WHAT IS REQUIRED:
Copy out the rows below word for word, starting with the line containing "Where can you spot the blue jeans" and continuing through the final row.

PROVIDED ENTRIES:
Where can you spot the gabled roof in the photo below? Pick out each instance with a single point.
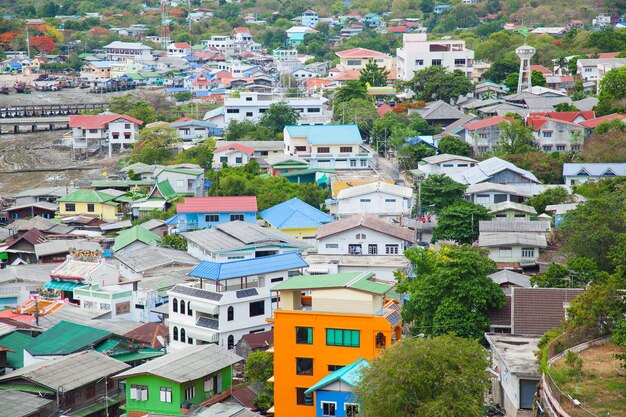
(367, 221)
(294, 214)
(246, 267)
(349, 374)
(187, 364)
(327, 134)
(65, 338)
(70, 372)
(353, 280)
(99, 121)
(217, 204)
(136, 233)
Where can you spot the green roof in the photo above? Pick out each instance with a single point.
(16, 342)
(135, 233)
(184, 171)
(65, 338)
(86, 196)
(356, 280)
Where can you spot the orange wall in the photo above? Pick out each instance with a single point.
(286, 351)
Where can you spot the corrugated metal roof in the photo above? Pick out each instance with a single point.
(187, 364)
(247, 267)
(295, 214)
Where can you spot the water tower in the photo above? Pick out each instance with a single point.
(525, 53)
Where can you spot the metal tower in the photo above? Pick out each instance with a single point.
(525, 53)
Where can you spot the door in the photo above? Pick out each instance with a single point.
(527, 389)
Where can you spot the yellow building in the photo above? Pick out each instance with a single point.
(89, 202)
(323, 323)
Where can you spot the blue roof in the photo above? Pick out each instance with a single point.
(350, 374)
(327, 134)
(246, 267)
(295, 214)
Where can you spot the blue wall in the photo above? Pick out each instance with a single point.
(330, 396)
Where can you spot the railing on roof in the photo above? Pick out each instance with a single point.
(552, 398)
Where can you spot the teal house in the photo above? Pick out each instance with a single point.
(172, 384)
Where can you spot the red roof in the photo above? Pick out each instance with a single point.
(98, 121)
(235, 146)
(593, 123)
(217, 204)
(479, 124)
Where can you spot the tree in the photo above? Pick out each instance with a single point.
(440, 373)
(454, 146)
(373, 75)
(537, 79)
(440, 192)
(554, 195)
(278, 116)
(352, 90)
(515, 137)
(451, 292)
(459, 222)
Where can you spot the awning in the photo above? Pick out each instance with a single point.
(63, 285)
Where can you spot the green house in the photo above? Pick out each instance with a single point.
(173, 383)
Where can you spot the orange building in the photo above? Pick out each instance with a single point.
(322, 323)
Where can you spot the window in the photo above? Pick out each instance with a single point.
(340, 337)
(257, 308)
(328, 408)
(139, 392)
(391, 249)
(302, 398)
(304, 366)
(190, 392)
(211, 218)
(304, 335)
(166, 395)
(352, 410)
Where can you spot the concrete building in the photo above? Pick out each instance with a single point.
(417, 53)
(232, 300)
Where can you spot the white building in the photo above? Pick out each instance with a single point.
(122, 51)
(232, 299)
(365, 234)
(240, 240)
(90, 133)
(418, 52)
(377, 198)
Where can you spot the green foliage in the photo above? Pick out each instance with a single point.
(459, 222)
(454, 146)
(373, 75)
(259, 366)
(436, 83)
(440, 373)
(278, 116)
(553, 195)
(440, 192)
(451, 292)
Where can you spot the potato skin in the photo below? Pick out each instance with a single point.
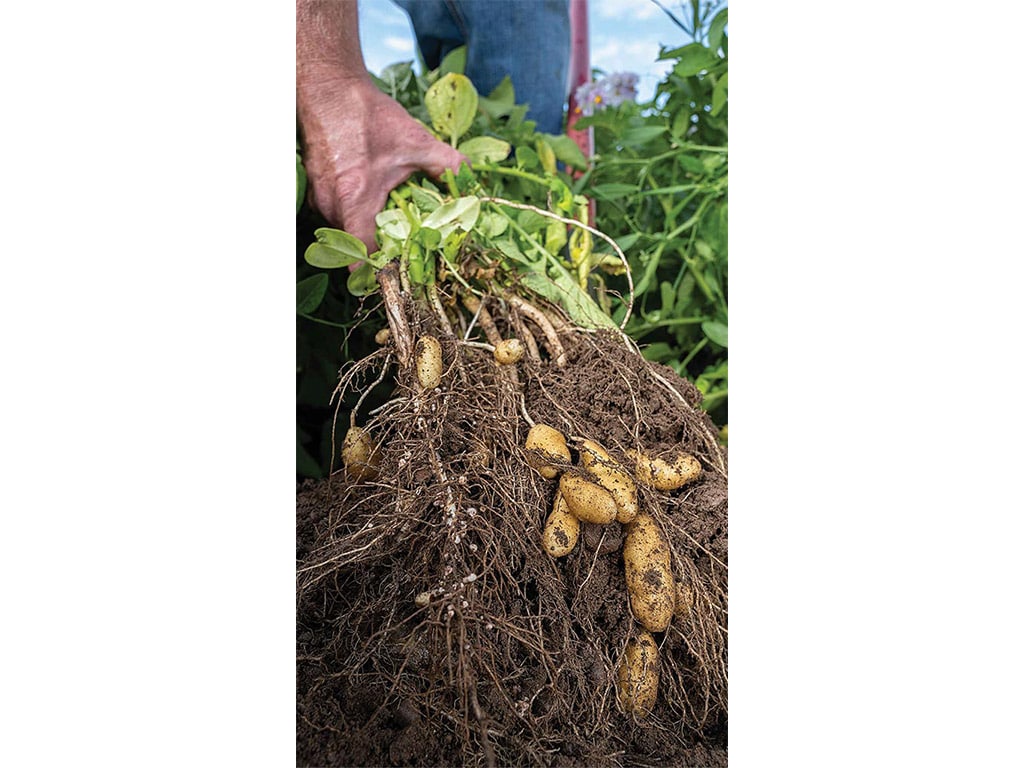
(549, 442)
(638, 674)
(359, 455)
(509, 351)
(562, 529)
(587, 501)
(612, 477)
(428, 361)
(649, 581)
(659, 474)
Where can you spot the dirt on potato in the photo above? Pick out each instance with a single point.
(432, 627)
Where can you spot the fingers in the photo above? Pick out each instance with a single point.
(439, 157)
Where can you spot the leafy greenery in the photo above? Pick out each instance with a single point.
(658, 179)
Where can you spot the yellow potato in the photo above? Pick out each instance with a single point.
(428, 361)
(648, 573)
(359, 455)
(551, 449)
(662, 475)
(587, 501)
(611, 476)
(638, 675)
(562, 529)
(509, 351)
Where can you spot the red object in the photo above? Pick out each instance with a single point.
(579, 73)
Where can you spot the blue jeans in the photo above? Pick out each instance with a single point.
(528, 40)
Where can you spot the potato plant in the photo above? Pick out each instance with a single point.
(507, 546)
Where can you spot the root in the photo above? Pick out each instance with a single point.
(428, 586)
(554, 346)
(387, 279)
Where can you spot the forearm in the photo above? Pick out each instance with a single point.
(327, 42)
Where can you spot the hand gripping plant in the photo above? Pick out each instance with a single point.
(524, 546)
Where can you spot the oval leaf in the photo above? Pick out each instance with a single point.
(309, 293)
(361, 281)
(485, 150)
(717, 332)
(461, 213)
(452, 104)
(335, 248)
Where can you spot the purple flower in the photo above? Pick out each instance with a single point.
(609, 91)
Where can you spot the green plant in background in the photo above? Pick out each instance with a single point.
(659, 179)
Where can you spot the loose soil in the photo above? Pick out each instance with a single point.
(434, 630)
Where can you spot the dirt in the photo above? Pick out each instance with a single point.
(432, 628)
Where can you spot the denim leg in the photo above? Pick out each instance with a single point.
(528, 40)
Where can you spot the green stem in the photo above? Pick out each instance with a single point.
(323, 322)
(646, 328)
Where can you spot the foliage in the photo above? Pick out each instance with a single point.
(660, 181)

RESULT OF THE TASK:
Where can you spot the blue jeans in the photo above? Pick out each instance with a single point.
(528, 40)
Where can you spot the potato plant in the photo above? Pick out each instance with a single point.
(507, 546)
Where can you spot the root in the photo above? Pick out each instance with a single point.
(428, 586)
(554, 346)
(387, 279)
Where can you spot the forearm in the photo above? Pick out each instance with a single point.
(327, 42)
Where can you spot the hand gripping plant in the photo above? Pick out each instance with a single point.
(524, 546)
Where can you spot the oval leaf in the photo above? Pick out each instance with a single point.
(309, 293)
(361, 281)
(485, 150)
(717, 332)
(461, 213)
(452, 104)
(335, 248)
Where can you spot the purple flower in the photo above? Pick out each instance with a single point.
(609, 91)
Where can you spot the green plant in background in the photo above? Pick out each instance with a single point.
(659, 179)
Where can you spot the loose soil in the photo above? Pick out each instance with a single point.
(434, 630)
Where can you spot the dirt in the photo above? Pick out each instance with a single point.
(432, 628)
Where can you spot the denim leg in the photo above? Pick out each instance with a single point.
(528, 40)
Where can you spot the green stem in the photo above? Pick out each instance with a single point.
(323, 322)
(646, 328)
Where can you spot the foliage in the photo above? Pick out each instance with a single point.
(660, 181)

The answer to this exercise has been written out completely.